START SELECTED TEXT
When using 1,4-dioxane, methanol, and anisole in methoxycarbonylation of 1-octene, 91%, 74%, and 86% regioselectivities were obtained, respectively, while no activity was observed at all when reacting in acetonitrile and 1,2-dimethoxyethane (Fig. 4e and Supplementary Table 2). Then, DFT calculations were conducted to reveal the origin of regioselectivity. The overall pathway of alkoxycarbonylation of alkenes can be formally divided into three consecutive steps: (1) hydride insertion to alkene (R → TS1 → min1), (2) coordination and insertion of CO (min1 → min2 → TS2 → min3), and (3) methanolysis (min3 → TS3 → P) (Fig. 4a), where the hydride insertion to alkene was the key step in determining the regioselectivity1,36. The energy files for the reaction pathways of linear and branched products in different solvents were illustrated (Fig. 4f and Supplementary Fig. 21). Clearly, the differences of ∆Ga between TS1(B) and TS1(L) during the hydride insertion to alkene in 1,4-dioxane was 1.2 kJ/mol, higher than that in MeOH (0.8 kJ/mol) and anisole (0.7 kJ/mol), confirming that the linear reaction pathway in 1,4-dioxane was more kinetically favored. The relative ratios for the L/B in 1,4-dioxane methanol, and anisole were also calculated by Boltzmann population to be 89%, 80% and 84%, respectively, which matched well with the experimental data, further proving the hydride insertion to alkene determined the regioselectivity (Fig. 4e).
Under the optimal catalytic system, the coordination chemistry of 1,4-dioxane with Pd/L11 was crucial for determining the regioselectivity. Compared with other solvents, a specific interaction between the oxygen lone-pair electrons of 1,4-dioxane and a hydrogen atom of the phenyl rings of L11 was verified with a distance of 2.393 Å, leading to an in situ formed configuration of [PdH(L11)(1,4-dioxane)]+(R) (Fig. 4g). This interaction was the reason leading to the highest ∆Ga difference (1.2 kJ/mol) between TS1(B) and TS1(L) during the hydride insertion to 1-butene, indicating the preferable formation of the TS1(L). The highest ∆Ga difference probably arisen from the steric hindrance of TS1(B) configuration, leading to the high regioselectivity towards linear product. However, ∆Ga of the hydride insertion to alkene for acetonitrile or 1,2-dimethoxyethane was too high to initiate the catalytic cycle (Supplementary Fig. 21), suggesting their reaction paths were kinetically hindered. Consequently, the specific 1,4-dioxane effect benefited the linear reaction pathway, thus enhancing the selectivity towards the linear esters37,38,39.
END SELECTED TEXT
START ENTRIES SHOWN
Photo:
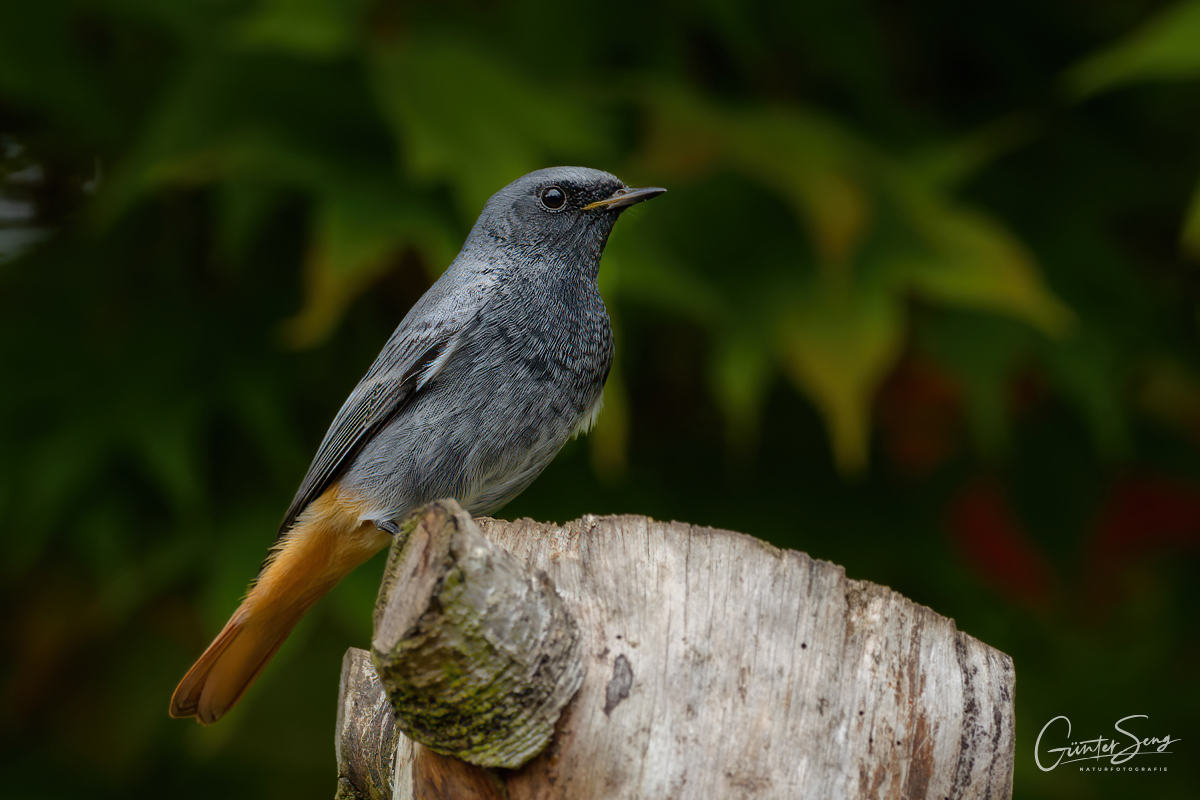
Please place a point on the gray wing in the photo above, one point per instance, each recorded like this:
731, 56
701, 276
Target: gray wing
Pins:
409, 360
END ENTRIES SHOWN
START ENTRIES SHOWN
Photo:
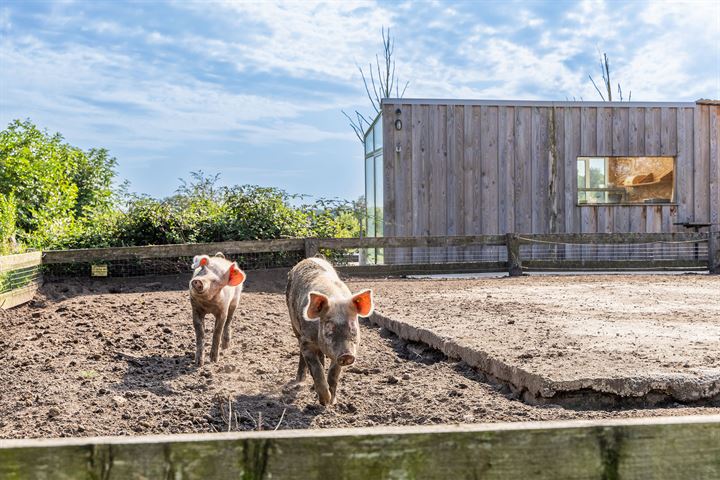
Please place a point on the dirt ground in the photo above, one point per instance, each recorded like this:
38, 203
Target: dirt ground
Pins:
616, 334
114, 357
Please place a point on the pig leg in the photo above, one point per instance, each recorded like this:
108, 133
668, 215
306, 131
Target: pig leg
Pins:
END ENTRIES SHOWN
= BRIEF 1 =
In the text on regioselectivity, rewrite the paragraph beginning "Under the optimal catalytic system" as a short bulleted list that keeps its main facts.
= BRIEF 2 =
According to the text on regioselectivity, what regioselectivity was obtained when methanol was the solvent in methoxycarbonylation of 1-octene?

= EXERCISE RESPONSE 1 =
- Under the optimal catalytic system, the coordination of 1,4-dioxane with Pd/L11 was crucial to regioselectivity.
- A specific interaction between the oxygen lone-pair electrons of 1,4-dioxane and a hydrogen atom of the phenyl rings of L11, at a distance of 2.393 Å, formed a [PdH(L11)(1,4-dioxane)]+(R) configuration in situ.
- This interaction caused the highest ∆Ga difference (1.2 kJ/mol) between TS1(B) and TS1(L) during hydride insertion to 1-butene. That difference favored TS1(L).
- The difference probably arose from steric hindrance in the TS1(B) configuration, which led to high regioselectivity toward the linear product.
- In acetonitrile or 1,2-dimethoxyethane, the ∆Ga of hydride insertion to alkene was too high to start the catalytic cycle.
- The 1,4-dioxane effect therefore favored the linear pathway and raised selectivity toward linear esters.

= EXERCISE RESPONSE 2 =
74%